**Work to do**
Copy out, unchanged, the entries below from the "Where can the clear pale" line to the final line. Omit pictures.

==== Input material ====

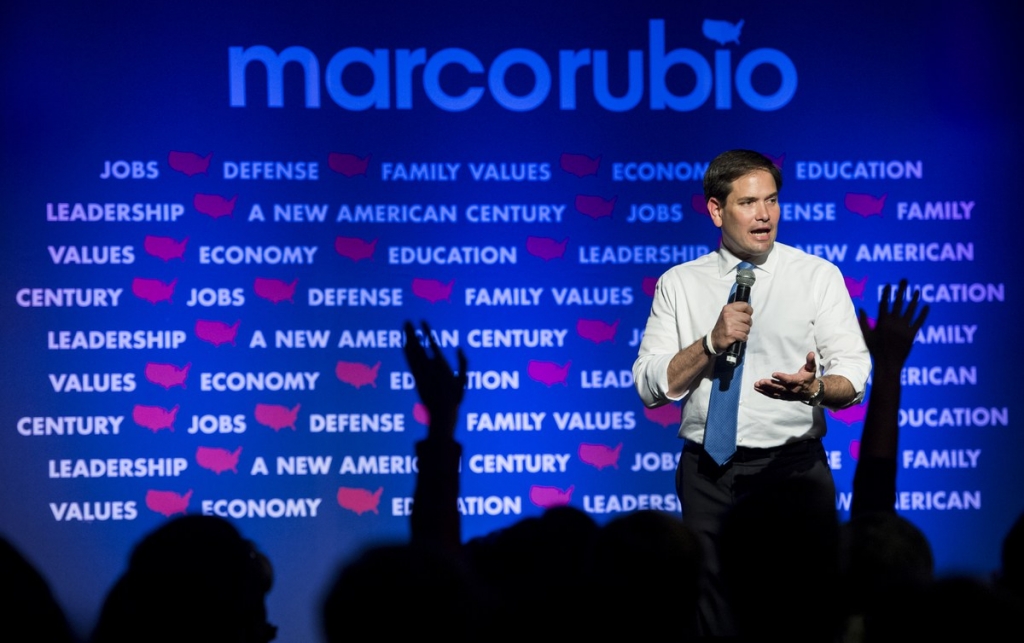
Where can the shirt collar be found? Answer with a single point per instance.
(727, 262)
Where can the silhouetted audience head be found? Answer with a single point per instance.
(29, 610)
(883, 554)
(402, 592)
(532, 571)
(951, 608)
(779, 556)
(644, 574)
(194, 579)
(1011, 572)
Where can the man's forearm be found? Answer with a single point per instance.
(686, 366)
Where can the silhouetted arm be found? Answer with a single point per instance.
(435, 518)
(889, 342)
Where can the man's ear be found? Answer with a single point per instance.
(715, 210)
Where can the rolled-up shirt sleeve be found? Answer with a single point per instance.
(660, 343)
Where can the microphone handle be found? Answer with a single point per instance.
(736, 348)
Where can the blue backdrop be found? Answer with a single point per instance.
(219, 215)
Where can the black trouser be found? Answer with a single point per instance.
(708, 491)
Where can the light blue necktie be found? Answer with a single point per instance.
(720, 432)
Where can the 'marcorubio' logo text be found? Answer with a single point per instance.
(721, 76)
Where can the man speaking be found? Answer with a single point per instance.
(757, 338)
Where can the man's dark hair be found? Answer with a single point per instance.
(729, 166)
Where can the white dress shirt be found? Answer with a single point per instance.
(800, 304)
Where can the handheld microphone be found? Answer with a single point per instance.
(744, 280)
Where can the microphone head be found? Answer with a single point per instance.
(744, 276)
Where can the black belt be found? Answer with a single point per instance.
(749, 454)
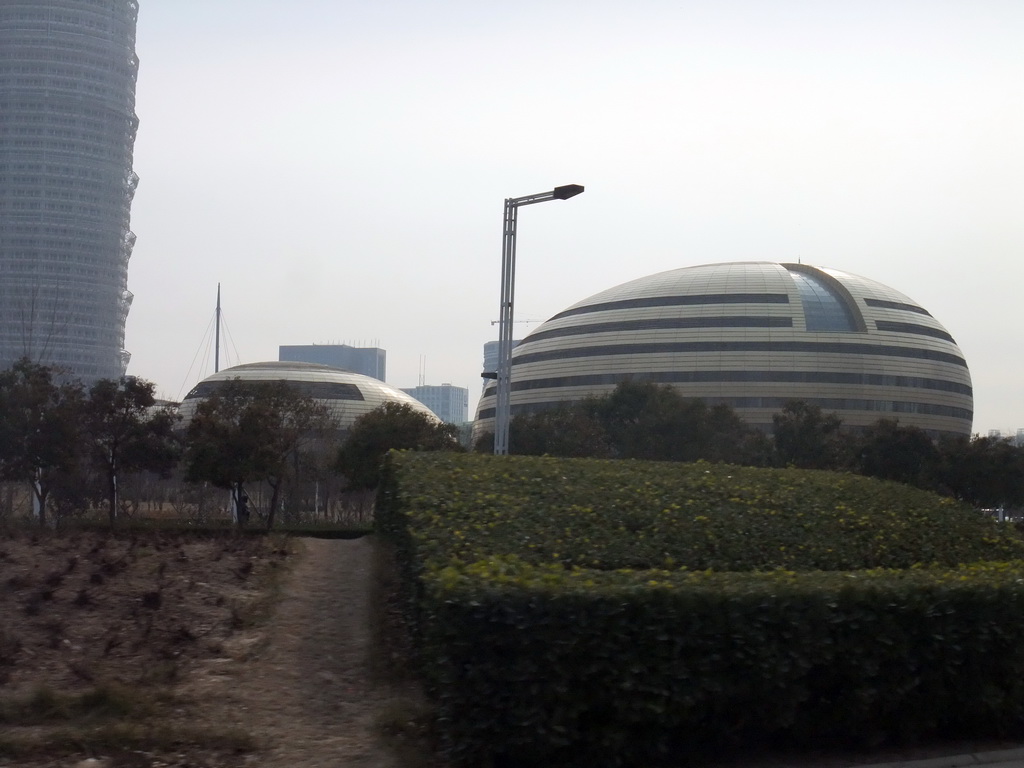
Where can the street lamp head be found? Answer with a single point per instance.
(569, 190)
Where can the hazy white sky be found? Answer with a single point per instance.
(340, 166)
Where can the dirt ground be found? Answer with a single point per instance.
(166, 650)
(177, 651)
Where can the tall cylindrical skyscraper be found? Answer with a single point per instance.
(68, 71)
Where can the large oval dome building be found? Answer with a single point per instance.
(752, 335)
(347, 395)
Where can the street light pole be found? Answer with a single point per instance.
(504, 375)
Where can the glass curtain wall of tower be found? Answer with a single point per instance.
(68, 71)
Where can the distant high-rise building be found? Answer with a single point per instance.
(366, 360)
(450, 403)
(68, 124)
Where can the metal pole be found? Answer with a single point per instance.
(503, 384)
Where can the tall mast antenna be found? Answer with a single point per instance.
(216, 345)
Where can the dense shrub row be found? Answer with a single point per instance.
(579, 612)
(614, 514)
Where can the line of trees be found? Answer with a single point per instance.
(641, 420)
(75, 448)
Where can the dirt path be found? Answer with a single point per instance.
(305, 689)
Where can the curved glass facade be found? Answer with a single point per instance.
(752, 335)
(68, 71)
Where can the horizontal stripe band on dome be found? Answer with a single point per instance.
(886, 304)
(318, 390)
(660, 324)
(688, 300)
(912, 328)
(837, 404)
(816, 347)
(722, 377)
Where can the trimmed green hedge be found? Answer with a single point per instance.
(614, 514)
(576, 668)
(547, 638)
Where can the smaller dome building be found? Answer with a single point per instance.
(347, 395)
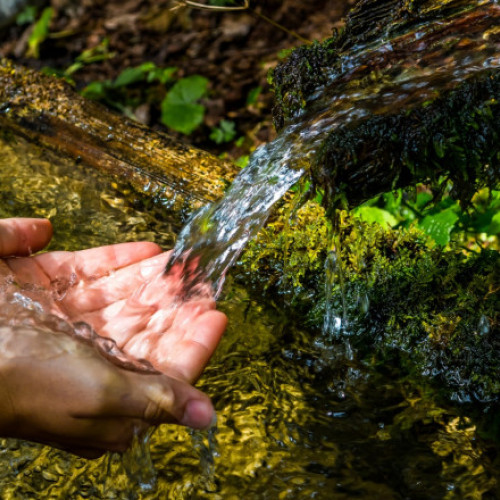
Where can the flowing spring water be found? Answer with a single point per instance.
(284, 429)
(388, 74)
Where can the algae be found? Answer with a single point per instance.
(435, 313)
(423, 78)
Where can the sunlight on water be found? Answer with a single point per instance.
(295, 420)
(285, 429)
(386, 75)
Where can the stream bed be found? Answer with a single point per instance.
(294, 420)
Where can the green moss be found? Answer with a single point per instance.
(434, 313)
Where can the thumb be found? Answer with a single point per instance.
(20, 236)
(168, 400)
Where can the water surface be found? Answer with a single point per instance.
(290, 426)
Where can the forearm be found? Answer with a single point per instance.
(7, 410)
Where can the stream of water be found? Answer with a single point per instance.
(389, 74)
(289, 426)
(285, 429)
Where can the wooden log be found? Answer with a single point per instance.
(48, 111)
(420, 82)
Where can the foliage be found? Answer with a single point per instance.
(180, 110)
(27, 15)
(224, 132)
(438, 215)
(39, 33)
(177, 99)
(434, 312)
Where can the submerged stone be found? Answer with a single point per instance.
(432, 313)
(420, 83)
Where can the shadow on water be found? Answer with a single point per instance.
(289, 425)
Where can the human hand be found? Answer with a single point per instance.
(120, 291)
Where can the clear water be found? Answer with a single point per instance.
(294, 421)
(389, 74)
(290, 426)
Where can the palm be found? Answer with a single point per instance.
(120, 290)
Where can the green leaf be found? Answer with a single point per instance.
(439, 226)
(27, 15)
(163, 75)
(375, 214)
(179, 109)
(225, 132)
(242, 161)
(184, 118)
(132, 75)
(39, 33)
(495, 225)
(188, 90)
(95, 90)
(253, 95)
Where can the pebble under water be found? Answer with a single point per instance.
(290, 425)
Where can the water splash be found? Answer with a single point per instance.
(407, 70)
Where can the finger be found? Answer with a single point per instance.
(122, 284)
(20, 237)
(158, 399)
(190, 356)
(96, 262)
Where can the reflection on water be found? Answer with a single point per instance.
(289, 426)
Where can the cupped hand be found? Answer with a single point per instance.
(123, 293)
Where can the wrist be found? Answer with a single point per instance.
(7, 407)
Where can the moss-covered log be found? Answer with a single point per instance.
(432, 313)
(47, 110)
(421, 79)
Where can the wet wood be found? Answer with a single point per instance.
(48, 111)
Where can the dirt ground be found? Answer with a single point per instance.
(234, 50)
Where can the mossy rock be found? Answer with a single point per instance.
(423, 76)
(434, 313)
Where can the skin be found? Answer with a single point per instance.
(55, 389)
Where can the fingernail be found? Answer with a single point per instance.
(199, 415)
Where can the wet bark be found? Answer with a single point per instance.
(423, 77)
(50, 112)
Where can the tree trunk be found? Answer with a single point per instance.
(420, 82)
(48, 111)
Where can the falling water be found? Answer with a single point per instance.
(387, 75)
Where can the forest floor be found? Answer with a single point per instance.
(233, 50)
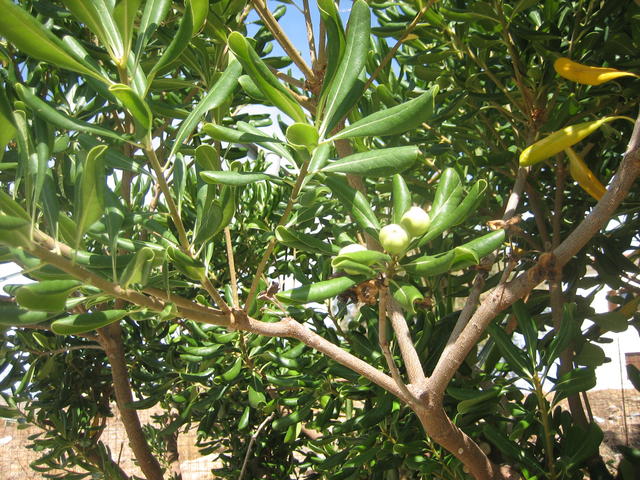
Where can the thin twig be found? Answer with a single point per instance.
(384, 343)
(232, 267)
(310, 37)
(251, 443)
(272, 243)
(281, 37)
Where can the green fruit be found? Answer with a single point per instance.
(415, 221)
(394, 239)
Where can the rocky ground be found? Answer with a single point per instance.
(606, 407)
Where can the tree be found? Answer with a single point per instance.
(139, 195)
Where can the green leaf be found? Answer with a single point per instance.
(124, 15)
(634, 376)
(46, 296)
(406, 295)
(216, 96)
(136, 106)
(12, 315)
(29, 36)
(92, 190)
(266, 81)
(517, 360)
(179, 42)
(590, 355)
(236, 179)
(96, 15)
(431, 265)
(138, 268)
(471, 252)
(351, 64)
(573, 382)
(401, 197)
(394, 120)
(447, 198)
(14, 231)
(317, 292)
(355, 203)
(59, 119)
(528, 327)
(85, 322)
(190, 267)
(225, 134)
(381, 163)
(304, 241)
(336, 41)
(302, 135)
(155, 11)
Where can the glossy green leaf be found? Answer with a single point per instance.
(155, 11)
(394, 120)
(207, 158)
(46, 296)
(355, 203)
(138, 268)
(573, 382)
(516, 358)
(406, 295)
(381, 163)
(14, 231)
(431, 265)
(304, 241)
(12, 315)
(302, 135)
(179, 42)
(28, 35)
(472, 252)
(124, 15)
(190, 267)
(135, 105)
(336, 40)
(266, 81)
(590, 355)
(235, 179)
(273, 145)
(92, 190)
(633, 373)
(59, 119)
(447, 198)
(350, 66)
(97, 15)
(401, 197)
(220, 91)
(528, 327)
(85, 322)
(225, 134)
(317, 292)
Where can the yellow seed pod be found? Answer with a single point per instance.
(584, 176)
(577, 72)
(561, 139)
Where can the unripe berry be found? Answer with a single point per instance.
(415, 221)
(394, 239)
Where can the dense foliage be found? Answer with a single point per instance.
(186, 250)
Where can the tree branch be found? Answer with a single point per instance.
(505, 295)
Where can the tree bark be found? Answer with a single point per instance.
(111, 339)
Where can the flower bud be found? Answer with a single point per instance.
(394, 239)
(415, 221)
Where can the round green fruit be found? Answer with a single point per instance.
(394, 239)
(415, 221)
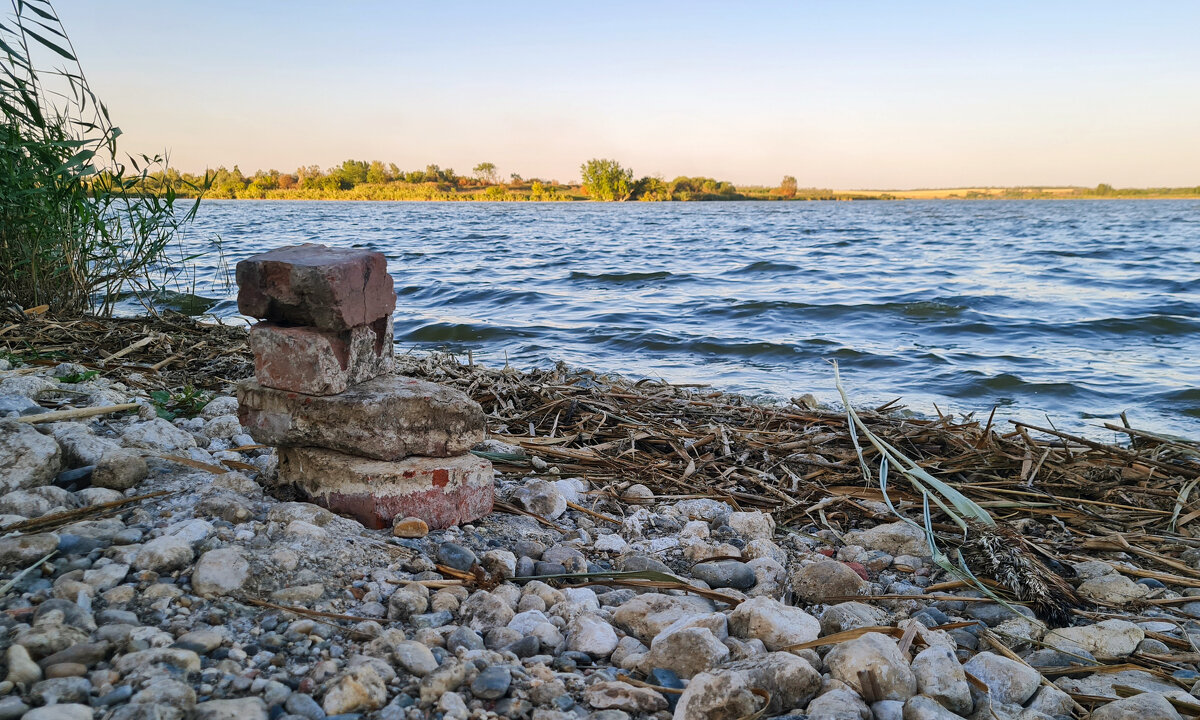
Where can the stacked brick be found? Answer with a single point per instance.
(354, 437)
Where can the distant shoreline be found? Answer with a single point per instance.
(841, 197)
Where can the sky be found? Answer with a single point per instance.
(840, 95)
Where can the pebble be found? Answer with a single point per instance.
(492, 683)
(456, 556)
(409, 527)
(826, 579)
(166, 636)
(725, 574)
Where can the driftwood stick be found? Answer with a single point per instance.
(77, 413)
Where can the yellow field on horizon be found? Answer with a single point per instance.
(935, 193)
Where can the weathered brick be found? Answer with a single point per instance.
(387, 418)
(442, 491)
(329, 288)
(318, 361)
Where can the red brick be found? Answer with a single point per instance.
(317, 361)
(329, 288)
(388, 418)
(442, 491)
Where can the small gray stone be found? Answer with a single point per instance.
(941, 677)
(492, 683)
(725, 574)
(456, 556)
(63, 712)
(28, 459)
(463, 637)
(300, 703)
(1146, 706)
(1008, 681)
(11, 707)
(826, 581)
(921, 707)
(119, 469)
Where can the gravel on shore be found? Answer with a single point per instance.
(227, 599)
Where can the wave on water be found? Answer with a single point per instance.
(622, 277)
(1065, 309)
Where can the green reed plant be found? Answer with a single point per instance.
(78, 227)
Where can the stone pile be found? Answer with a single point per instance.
(354, 437)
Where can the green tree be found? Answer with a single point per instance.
(377, 173)
(485, 172)
(787, 186)
(606, 180)
(353, 172)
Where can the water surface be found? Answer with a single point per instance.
(1078, 310)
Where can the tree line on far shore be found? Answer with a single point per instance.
(376, 180)
(600, 179)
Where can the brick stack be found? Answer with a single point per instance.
(354, 437)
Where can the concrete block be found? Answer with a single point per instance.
(317, 361)
(442, 491)
(388, 418)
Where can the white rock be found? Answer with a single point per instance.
(22, 669)
(221, 571)
(1114, 589)
(775, 624)
(360, 689)
(610, 543)
(838, 705)
(571, 489)
(163, 555)
(729, 693)
(1008, 681)
(193, 531)
(541, 498)
(106, 577)
(1103, 684)
(1108, 639)
(921, 707)
(894, 538)
(36, 502)
(592, 635)
(157, 436)
(646, 616)
(687, 652)
(483, 611)
(221, 427)
(28, 459)
(707, 509)
(880, 654)
(1051, 701)
(851, 616)
(90, 497)
(415, 658)
(940, 676)
(241, 708)
(79, 445)
(220, 406)
(299, 528)
(63, 712)
(622, 696)
(1146, 706)
(120, 469)
(753, 526)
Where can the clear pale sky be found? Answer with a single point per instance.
(881, 95)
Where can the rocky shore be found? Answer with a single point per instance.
(219, 598)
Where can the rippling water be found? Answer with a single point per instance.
(1078, 310)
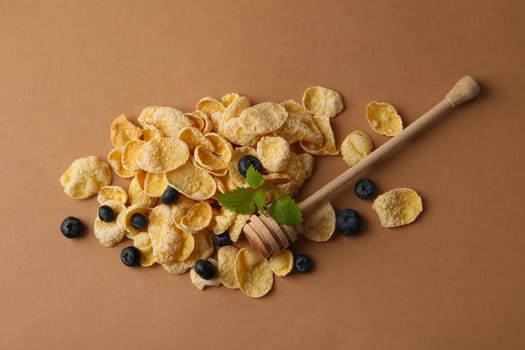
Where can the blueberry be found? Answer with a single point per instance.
(138, 221)
(106, 213)
(222, 239)
(72, 227)
(365, 189)
(348, 222)
(130, 256)
(205, 269)
(170, 195)
(245, 162)
(302, 263)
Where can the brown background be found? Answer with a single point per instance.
(454, 279)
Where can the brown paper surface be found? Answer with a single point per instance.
(452, 280)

====

**Expected output**
Where can the clear pale sky be found? Answer with a single point per instance.
(881, 95)
Where can the rocky shore be found? Answer with a single point per instance.
(219, 598)
Where can the rippling water be found? Answer with a single point per instance.
(1078, 310)
Where can the blueberry be found? Answer with a single point per instance.
(138, 221)
(106, 213)
(222, 239)
(72, 227)
(365, 189)
(348, 222)
(130, 256)
(205, 269)
(170, 195)
(245, 162)
(302, 263)
Where can the brown background be found? Answer with a single point per instance.
(454, 279)
Where can the brown paper surface be found? Answer with a single point per instance.
(452, 280)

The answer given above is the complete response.